▸ **EXTRACT PROVIDED**:

Filipino businessman

Fernando Miranda Zóbel de Ayala (born March 14, 1960) is a Filipino businessman. He served as president (2006–2022) and chief executive officer (2021–2022) of Ayala Corporation.

== Education ==
Zóbel attended Ladycross School for his preparatory studies and graduated from Harvard College with a Bachelor of Arts degree in 1982. He also completed a Certificate in International Management at INSEAD in France.

== Career ==
Zóbel served as chairman of Ayala Land, Inc., Manila Water Company, Inc., AC International Finance Ltd., Ayala International Pte Ltd., Ayala DBS Holdings, Inc., Alabang Commercial Corporation, AC Energy Holdings, Inc., and Hero Foundation, Inc; co-chairman of the Ayala Foundation, Inc.; co-vice chairman of Mermac, Inc.; director of the Bank of the Philippine Islands, Globe Telecom, Integrated Micro-Electronics, Inc. (IMI), LiveIt Investments, Ltd., Asiacom Philippines, Inc., AG Holdings Limited, Ayala International Holdings Limited, AI North America, Inc., Vesta Property Holdings Inc., Honda Cars Philippines, Inc., Isuzu Philippines Corporation, Pilipinas Shell Petroleum Corp., and Manila Peninsula.

== Other activities ==
He sits on the boards of various international and local business and socio-civic organizations:

=== International ===
- Chairman, Habitat for Humanity Asia-Pacific Capital Campaign Steering Committee
- Vice Chairman, Habitat for Humanity International
- Member, The Asia Society
- Member, World Economic Forum
- Member, INSEAD East Asia Council
- Member, World Presidents' Organization

=== Local ===
- Chairman, HERO Foundation, Inc.
- Trustee, Caritas Manila
- Trustee, Pilipinas Shell Foundation
- Trustee, Kapit Bisig para sa Ilog Pasig Advisory Board
- Trustee, National Museum of the Philippines

== Personal life ==
Zóbel is married to Catherine Silverio, daughter of former PBA coach Dante Silverio. They have four children.

==Honors==

- Philippine Legion of Honor, Rank of Grand Commander (June 29, 2010).

▸ **DATA TO EXAMINE**:
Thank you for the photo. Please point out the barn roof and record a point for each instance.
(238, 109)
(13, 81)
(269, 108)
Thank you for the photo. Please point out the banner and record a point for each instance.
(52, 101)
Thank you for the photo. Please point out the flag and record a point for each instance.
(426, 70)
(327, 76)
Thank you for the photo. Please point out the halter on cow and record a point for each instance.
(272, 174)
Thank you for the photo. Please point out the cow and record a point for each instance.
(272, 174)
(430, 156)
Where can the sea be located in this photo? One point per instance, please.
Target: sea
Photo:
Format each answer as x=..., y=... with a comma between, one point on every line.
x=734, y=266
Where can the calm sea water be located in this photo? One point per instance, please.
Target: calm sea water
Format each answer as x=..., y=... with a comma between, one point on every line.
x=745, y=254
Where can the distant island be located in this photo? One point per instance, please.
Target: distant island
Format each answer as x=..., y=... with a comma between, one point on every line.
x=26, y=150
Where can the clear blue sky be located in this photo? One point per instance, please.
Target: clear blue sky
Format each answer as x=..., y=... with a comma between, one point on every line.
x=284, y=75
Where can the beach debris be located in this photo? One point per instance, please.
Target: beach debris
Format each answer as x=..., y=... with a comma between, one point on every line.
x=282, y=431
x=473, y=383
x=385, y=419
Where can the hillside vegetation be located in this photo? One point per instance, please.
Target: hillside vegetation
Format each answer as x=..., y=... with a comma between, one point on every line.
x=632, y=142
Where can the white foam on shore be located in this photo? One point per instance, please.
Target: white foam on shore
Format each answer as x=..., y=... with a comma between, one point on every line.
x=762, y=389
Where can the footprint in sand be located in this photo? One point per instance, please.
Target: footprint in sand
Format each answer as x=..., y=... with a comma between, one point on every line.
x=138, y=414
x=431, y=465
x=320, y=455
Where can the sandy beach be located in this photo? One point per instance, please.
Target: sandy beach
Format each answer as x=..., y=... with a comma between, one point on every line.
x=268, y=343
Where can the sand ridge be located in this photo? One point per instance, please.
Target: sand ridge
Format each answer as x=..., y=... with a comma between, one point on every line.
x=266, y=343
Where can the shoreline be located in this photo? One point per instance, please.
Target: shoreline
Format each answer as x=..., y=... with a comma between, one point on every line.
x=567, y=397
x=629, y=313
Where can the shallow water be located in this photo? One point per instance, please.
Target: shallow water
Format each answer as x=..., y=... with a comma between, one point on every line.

▸ **EXERCISE AIM**: Copy the Zóbel profile from the words "Fernando Miranda Zóbel" through the words "INSEAD in France.", substituting "executive" for "businessman". These entries were taken from a separate source.

▸ **SOLUTION TO THE EXERCISE**:
Fernando Miranda Zóbel de Ayala (born March 14, 1960) is a Filipino executive. He served as president (2006–2022) and chief executive officer (2021–2022) of Ayala Corporation.

== Education ==
Zóbel attended Ladycross School for his preparatory studies and graduated from Harvard College with a Bachelor of Arts degree in 1982. He also completed a Certificate in International Management at INSEAD in France.